REQUIRED WORK
Some of the lines below need repeating. Reproduce exactly those between the lines holding "target: track lighting fixture" and "target: stainless steel stove", inclusive.

DATA FOR THE TASK
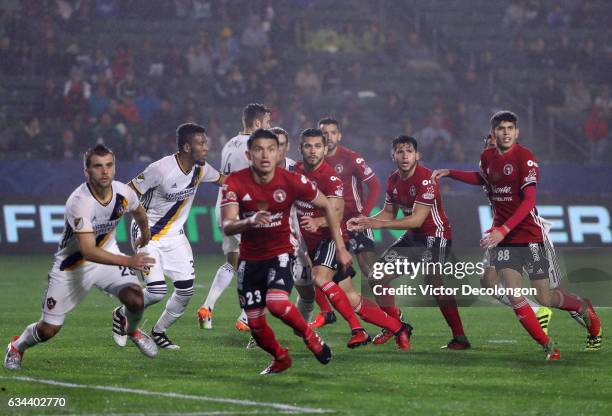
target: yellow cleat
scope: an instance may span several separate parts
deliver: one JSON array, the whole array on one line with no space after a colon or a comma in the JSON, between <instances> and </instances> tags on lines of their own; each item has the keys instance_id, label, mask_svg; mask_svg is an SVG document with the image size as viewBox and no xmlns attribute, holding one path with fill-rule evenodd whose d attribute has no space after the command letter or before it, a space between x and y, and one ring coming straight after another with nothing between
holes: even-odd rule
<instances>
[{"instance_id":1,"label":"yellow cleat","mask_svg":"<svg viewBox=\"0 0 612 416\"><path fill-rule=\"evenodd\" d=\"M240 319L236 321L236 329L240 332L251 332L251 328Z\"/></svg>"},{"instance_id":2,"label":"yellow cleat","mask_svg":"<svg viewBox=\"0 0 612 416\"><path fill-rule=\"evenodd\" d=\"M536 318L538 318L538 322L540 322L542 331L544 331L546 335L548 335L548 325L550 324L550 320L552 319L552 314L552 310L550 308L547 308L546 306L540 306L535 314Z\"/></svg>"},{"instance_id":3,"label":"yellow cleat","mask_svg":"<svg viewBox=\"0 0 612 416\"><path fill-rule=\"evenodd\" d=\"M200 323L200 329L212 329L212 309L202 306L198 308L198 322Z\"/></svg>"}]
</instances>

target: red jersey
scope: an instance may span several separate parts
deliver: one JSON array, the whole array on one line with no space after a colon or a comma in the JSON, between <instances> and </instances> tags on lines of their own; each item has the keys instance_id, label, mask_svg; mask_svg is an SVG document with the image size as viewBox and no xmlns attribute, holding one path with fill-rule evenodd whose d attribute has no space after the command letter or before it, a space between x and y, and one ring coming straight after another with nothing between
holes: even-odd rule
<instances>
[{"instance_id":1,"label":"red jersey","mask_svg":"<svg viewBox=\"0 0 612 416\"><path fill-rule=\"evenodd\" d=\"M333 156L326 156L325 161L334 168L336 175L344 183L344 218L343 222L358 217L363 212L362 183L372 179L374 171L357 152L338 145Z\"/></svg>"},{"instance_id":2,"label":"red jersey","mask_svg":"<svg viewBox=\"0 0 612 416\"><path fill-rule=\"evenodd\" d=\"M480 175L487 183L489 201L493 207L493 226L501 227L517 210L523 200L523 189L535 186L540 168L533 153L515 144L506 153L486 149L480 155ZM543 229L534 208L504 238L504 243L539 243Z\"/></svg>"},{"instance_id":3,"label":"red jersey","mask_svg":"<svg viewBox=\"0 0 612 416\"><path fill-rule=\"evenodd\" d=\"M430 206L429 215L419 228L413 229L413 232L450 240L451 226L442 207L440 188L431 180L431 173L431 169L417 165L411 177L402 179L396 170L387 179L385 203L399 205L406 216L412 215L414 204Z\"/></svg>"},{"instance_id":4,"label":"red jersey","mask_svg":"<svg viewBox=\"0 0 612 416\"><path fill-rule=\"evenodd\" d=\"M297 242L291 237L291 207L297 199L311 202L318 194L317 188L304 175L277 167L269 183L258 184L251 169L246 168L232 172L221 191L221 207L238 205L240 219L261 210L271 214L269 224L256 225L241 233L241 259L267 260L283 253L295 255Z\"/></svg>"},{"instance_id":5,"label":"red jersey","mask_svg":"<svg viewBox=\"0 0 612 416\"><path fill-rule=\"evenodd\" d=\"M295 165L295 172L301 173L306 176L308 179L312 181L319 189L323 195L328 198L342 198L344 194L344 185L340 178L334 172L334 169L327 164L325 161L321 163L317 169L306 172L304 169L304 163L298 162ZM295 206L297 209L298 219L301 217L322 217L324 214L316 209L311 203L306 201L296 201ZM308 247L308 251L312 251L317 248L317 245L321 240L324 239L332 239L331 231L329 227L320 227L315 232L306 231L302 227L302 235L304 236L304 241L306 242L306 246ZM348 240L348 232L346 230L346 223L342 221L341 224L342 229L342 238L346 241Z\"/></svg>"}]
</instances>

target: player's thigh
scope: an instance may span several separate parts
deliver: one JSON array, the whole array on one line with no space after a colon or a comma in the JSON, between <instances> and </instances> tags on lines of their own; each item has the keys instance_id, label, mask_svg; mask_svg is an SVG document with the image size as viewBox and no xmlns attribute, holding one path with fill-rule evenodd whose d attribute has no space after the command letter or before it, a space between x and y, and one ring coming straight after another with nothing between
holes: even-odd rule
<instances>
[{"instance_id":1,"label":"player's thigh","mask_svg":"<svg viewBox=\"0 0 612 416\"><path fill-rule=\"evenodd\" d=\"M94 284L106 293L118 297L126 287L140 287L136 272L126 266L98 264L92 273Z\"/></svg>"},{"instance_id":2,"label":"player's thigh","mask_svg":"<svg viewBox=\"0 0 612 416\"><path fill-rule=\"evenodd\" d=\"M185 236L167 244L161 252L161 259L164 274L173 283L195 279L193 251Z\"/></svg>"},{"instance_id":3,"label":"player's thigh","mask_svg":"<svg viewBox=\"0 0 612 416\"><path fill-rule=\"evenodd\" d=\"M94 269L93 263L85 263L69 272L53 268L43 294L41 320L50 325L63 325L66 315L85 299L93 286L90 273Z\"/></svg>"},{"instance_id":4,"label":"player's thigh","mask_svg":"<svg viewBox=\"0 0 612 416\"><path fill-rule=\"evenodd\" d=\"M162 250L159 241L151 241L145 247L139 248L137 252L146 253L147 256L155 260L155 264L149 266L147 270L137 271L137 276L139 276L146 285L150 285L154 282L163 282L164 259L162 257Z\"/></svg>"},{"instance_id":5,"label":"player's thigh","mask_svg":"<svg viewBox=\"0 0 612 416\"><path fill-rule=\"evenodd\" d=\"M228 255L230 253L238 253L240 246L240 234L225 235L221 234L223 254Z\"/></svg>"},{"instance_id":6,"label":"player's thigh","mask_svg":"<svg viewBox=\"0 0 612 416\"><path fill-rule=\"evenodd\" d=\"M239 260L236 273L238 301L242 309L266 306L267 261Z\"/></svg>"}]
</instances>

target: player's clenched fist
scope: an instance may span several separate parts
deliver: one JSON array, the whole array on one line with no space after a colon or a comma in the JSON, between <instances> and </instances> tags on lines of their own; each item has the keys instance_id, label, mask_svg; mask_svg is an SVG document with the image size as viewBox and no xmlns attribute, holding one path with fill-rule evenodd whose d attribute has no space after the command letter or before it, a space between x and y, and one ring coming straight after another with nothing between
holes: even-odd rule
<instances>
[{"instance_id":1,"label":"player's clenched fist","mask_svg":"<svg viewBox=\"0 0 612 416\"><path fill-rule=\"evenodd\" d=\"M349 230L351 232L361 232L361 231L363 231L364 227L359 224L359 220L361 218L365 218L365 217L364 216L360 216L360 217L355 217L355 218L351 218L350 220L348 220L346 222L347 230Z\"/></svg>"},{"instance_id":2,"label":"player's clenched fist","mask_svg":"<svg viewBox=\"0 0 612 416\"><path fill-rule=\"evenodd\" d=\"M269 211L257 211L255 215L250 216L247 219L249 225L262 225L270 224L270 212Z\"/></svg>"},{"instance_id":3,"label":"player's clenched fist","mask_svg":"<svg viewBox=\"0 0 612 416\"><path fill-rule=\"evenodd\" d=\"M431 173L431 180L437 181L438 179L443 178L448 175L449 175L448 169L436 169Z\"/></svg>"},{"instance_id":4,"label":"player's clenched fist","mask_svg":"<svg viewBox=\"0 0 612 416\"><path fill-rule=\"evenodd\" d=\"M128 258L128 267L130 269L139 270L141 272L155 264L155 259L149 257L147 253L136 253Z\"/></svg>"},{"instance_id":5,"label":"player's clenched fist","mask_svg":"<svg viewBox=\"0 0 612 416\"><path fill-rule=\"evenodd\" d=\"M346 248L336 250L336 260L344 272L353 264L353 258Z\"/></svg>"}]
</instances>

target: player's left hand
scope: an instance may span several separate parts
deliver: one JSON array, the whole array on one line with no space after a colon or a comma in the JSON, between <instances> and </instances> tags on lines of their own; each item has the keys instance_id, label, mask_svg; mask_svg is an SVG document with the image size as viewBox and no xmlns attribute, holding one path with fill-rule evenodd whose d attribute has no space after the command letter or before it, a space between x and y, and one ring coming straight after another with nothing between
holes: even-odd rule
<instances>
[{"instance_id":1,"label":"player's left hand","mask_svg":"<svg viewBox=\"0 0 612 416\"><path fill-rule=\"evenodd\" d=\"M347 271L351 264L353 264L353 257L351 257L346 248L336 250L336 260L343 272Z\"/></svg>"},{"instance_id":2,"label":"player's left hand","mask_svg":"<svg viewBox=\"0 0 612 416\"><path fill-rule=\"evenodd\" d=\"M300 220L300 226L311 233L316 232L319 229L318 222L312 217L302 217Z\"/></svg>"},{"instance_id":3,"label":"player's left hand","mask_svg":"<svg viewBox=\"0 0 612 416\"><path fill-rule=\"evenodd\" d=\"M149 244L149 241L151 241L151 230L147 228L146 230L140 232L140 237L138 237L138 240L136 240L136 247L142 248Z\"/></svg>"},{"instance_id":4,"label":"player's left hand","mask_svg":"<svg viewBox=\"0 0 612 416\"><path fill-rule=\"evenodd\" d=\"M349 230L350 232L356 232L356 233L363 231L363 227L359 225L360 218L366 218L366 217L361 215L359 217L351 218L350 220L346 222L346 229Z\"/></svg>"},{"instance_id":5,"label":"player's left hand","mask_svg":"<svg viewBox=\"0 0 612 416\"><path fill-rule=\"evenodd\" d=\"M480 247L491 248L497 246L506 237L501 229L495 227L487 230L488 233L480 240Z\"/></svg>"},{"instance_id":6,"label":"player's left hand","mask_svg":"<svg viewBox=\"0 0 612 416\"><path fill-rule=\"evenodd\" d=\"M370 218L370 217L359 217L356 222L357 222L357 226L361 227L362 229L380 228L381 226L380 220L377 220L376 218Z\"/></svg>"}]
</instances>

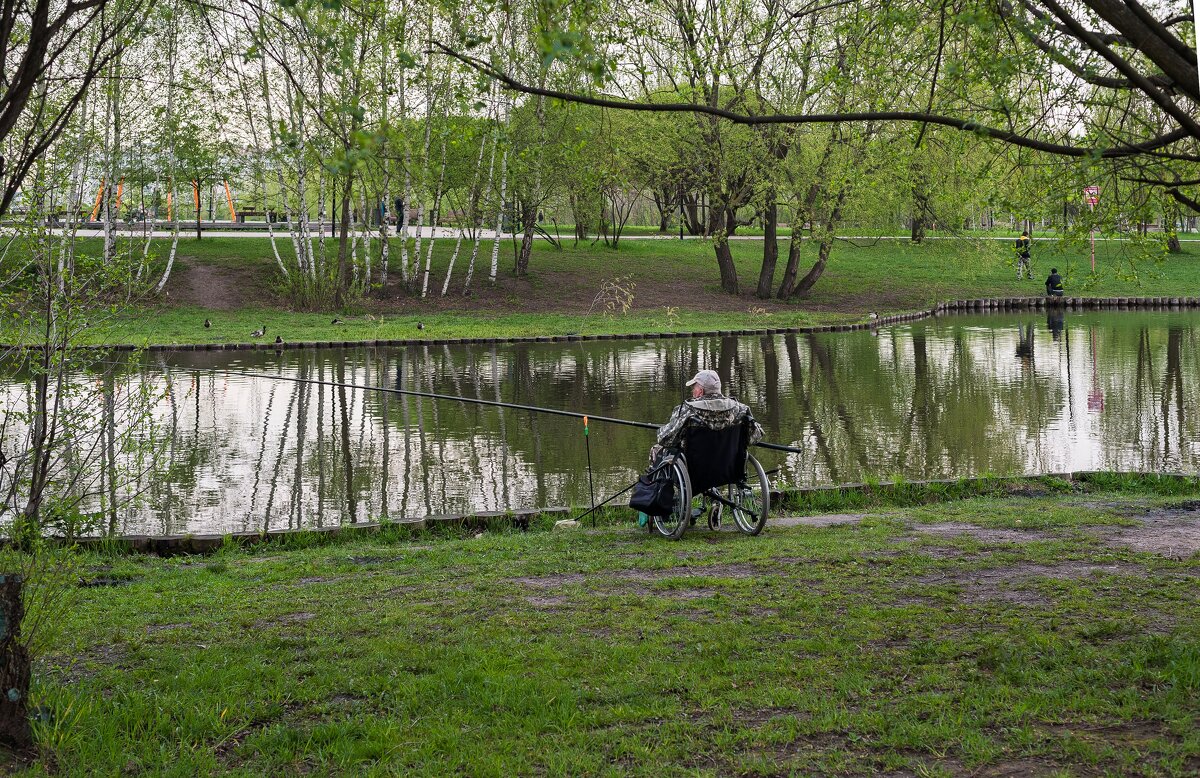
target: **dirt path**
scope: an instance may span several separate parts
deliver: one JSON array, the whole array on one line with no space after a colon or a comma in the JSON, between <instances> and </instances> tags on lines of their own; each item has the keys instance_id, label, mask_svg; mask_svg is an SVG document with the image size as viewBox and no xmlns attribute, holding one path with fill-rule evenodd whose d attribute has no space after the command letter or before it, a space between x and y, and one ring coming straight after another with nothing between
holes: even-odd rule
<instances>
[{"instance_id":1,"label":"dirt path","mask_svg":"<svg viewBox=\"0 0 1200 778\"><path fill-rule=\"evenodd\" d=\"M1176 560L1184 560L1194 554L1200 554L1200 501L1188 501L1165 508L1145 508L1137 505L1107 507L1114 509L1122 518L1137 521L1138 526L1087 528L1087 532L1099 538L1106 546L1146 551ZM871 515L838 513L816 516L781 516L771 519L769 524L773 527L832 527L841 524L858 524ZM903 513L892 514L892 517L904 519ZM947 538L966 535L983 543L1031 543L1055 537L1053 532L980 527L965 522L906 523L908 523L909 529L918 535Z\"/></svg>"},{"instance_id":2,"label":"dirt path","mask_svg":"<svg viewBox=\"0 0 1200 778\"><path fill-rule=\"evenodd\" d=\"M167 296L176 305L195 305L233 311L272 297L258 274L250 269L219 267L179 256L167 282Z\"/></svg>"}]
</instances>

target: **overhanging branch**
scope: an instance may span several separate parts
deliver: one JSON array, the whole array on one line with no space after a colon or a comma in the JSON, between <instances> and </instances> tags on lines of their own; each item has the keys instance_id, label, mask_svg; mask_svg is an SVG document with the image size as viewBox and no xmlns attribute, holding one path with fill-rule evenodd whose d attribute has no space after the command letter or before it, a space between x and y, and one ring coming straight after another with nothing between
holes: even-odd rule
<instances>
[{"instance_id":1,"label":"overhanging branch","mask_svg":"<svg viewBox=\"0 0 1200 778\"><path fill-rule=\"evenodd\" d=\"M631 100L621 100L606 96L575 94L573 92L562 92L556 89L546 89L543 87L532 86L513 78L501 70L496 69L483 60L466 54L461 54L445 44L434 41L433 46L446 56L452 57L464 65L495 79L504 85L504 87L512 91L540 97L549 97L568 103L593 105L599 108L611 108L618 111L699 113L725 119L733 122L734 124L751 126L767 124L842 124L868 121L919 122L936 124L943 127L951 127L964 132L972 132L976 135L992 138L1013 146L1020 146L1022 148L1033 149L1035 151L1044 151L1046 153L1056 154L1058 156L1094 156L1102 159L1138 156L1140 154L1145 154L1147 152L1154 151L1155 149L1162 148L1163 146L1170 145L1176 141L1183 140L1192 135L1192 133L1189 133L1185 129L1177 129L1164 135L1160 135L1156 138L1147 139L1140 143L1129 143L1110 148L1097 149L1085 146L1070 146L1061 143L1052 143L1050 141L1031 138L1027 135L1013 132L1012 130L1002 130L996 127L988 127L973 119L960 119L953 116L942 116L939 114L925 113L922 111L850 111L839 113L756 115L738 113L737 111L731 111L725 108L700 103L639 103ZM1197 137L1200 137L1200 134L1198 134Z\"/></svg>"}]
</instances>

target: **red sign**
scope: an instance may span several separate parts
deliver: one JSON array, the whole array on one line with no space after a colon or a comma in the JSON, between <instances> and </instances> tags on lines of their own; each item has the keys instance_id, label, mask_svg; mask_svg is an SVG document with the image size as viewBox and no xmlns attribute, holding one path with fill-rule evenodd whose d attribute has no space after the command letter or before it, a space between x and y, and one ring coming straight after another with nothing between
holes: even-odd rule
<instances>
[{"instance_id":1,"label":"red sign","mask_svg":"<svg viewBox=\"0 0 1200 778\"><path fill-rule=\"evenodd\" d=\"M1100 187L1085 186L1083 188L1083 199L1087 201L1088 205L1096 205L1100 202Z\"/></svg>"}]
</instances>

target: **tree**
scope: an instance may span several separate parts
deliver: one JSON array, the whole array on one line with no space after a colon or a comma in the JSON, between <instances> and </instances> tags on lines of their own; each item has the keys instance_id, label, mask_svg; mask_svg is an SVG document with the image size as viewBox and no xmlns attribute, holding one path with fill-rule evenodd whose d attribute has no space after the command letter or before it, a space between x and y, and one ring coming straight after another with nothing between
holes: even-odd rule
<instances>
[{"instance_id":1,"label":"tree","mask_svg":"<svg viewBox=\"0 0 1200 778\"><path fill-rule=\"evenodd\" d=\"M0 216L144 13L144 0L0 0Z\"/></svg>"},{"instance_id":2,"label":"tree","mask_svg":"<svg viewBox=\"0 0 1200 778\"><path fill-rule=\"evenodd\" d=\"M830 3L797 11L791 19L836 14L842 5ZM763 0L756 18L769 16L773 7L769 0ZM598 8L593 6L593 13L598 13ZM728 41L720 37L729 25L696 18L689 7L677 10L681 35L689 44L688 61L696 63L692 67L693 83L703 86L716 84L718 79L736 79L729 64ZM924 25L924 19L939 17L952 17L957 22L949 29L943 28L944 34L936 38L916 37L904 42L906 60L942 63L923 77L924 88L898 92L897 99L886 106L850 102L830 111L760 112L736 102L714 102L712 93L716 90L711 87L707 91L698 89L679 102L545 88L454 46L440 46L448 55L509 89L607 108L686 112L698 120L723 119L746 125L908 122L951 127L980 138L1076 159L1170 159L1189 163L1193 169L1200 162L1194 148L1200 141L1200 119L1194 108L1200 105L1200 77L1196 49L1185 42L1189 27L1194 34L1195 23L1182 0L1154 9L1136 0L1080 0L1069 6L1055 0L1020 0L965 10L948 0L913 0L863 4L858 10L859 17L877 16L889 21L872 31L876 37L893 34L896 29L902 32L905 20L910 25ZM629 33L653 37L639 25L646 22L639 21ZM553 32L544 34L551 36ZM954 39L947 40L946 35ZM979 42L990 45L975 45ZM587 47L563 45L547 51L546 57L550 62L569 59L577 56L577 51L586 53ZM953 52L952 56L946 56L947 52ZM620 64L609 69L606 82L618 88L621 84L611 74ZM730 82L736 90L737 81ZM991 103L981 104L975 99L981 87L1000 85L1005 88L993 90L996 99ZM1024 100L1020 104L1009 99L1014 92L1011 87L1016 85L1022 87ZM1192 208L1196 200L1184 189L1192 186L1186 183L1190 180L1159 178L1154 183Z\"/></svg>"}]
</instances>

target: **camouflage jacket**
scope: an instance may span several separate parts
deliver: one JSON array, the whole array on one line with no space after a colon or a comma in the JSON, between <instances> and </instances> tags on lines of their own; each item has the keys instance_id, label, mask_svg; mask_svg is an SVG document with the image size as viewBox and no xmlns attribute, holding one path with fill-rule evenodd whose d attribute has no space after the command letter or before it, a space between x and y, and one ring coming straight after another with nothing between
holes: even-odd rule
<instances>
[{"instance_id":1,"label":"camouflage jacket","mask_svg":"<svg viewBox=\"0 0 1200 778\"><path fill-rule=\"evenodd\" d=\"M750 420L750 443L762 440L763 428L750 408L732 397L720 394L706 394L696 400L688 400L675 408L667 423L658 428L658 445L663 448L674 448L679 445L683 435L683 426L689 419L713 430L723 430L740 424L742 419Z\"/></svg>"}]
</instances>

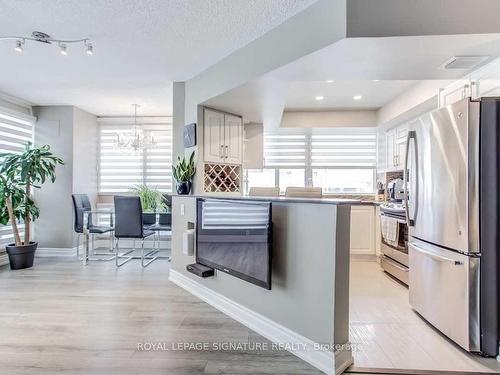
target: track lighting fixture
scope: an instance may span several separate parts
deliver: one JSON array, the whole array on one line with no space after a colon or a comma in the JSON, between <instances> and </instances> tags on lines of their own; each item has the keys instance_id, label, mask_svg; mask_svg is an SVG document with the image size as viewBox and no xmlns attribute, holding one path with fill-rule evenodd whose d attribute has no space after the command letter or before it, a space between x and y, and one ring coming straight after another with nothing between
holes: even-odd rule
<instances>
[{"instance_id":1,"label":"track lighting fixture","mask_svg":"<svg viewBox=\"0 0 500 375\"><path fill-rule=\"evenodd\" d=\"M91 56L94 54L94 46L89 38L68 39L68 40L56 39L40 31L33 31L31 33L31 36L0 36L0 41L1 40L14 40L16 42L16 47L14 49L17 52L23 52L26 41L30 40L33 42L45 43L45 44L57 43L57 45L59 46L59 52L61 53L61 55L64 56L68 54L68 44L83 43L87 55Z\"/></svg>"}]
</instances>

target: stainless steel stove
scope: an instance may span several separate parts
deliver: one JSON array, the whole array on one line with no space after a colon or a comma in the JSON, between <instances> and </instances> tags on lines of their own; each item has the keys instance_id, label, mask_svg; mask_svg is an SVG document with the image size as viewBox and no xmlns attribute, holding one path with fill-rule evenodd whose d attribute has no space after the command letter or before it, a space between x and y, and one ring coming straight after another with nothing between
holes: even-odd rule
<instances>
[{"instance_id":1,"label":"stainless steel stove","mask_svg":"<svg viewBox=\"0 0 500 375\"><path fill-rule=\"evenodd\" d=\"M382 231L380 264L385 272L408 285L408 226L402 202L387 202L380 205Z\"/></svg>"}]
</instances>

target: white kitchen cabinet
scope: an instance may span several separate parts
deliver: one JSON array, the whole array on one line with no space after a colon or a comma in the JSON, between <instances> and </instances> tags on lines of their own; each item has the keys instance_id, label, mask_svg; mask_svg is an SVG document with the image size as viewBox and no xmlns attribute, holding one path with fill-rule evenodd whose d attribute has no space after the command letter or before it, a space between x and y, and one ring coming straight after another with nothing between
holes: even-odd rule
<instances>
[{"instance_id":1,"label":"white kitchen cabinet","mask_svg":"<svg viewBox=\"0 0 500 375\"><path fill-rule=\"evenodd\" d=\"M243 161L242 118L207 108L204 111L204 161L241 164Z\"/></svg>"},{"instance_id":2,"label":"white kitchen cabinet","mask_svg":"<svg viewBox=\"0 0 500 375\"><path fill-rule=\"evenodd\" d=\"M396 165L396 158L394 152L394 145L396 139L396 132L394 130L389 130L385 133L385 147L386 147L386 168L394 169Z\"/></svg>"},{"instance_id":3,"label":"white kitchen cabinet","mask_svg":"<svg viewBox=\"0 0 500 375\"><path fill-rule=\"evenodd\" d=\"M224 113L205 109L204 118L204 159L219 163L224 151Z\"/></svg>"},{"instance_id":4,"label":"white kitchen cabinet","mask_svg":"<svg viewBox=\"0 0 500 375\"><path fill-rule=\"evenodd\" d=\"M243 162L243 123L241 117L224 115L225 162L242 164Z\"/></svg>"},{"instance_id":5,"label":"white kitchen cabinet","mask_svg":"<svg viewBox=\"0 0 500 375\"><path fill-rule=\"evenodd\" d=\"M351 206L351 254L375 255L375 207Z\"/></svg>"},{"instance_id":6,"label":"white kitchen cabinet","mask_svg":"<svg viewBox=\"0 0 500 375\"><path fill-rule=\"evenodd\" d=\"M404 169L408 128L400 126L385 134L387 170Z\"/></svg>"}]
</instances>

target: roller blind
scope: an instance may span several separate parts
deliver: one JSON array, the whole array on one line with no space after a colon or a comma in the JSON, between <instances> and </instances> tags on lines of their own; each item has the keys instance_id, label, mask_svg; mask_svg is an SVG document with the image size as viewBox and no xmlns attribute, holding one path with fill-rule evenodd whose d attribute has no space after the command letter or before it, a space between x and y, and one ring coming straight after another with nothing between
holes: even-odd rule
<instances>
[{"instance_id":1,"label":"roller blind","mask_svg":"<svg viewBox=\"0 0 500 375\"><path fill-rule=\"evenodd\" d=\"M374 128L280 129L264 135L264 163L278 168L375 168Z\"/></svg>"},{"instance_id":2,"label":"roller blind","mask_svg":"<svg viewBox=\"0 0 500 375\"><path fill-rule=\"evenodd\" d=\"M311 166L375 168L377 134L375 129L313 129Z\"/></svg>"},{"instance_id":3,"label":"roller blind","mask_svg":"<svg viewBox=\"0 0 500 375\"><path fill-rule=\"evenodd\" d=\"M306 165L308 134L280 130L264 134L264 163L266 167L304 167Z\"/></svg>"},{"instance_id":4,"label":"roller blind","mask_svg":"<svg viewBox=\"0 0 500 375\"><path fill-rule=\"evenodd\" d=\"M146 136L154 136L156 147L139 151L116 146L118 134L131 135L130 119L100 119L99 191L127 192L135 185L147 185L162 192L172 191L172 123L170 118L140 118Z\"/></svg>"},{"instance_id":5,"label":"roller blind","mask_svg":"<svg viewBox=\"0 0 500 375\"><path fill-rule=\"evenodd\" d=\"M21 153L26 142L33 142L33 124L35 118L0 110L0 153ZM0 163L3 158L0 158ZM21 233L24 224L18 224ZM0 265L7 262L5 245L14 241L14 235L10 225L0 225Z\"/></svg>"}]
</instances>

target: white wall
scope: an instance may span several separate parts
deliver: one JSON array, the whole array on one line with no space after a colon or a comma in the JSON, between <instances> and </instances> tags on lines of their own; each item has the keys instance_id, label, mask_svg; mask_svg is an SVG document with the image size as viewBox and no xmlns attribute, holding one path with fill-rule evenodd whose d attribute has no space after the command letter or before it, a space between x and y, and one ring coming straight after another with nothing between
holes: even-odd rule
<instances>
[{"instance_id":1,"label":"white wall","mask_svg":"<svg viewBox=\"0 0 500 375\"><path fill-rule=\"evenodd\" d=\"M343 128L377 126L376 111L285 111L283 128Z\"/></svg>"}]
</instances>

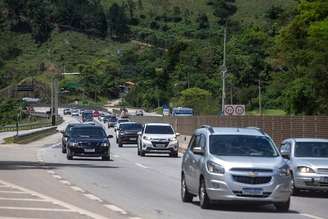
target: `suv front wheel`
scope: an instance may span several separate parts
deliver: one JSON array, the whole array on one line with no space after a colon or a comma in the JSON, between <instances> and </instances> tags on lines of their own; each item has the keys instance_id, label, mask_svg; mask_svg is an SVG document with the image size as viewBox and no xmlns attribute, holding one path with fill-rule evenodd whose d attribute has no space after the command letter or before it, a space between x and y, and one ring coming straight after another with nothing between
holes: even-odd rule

RESPONSE TO THE TASK
target: track lighting fixture
scope: an instance may span several separate parts
deliver: one JSON array, the whole array on one line with no space after a colon or a comma in the JSON, between <instances> and </instances> tags on lines of their own; each item has the keys instance_id, label, mask_svg; mask_svg is an SVG document with the image size as viewBox and no xmlns attribute, holding one path with fill-rule evenodd whose d attribute has no space after the command letter or before it, a space between x and y, and one ring coming straight after another with nothing between
holes: even-odd rule
<instances>
[{"instance_id":1,"label":"track lighting fixture","mask_svg":"<svg viewBox=\"0 0 500 375\"><path fill-rule=\"evenodd\" d=\"M91 56L94 54L94 46L89 38L68 39L68 40L56 39L40 31L33 31L31 33L31 36L0 36L0 41L1 40L14 40L16 42L16 47L14 49L17 52L23 52L26 41L30 40L33 42L45 43L45 44L57 43L57 45L59 46L59 52L61 53L61 55L64 56L68 54L68 44L83 43L87 55Z\"/></svg>"}]
</instances>

target: stainless steel stove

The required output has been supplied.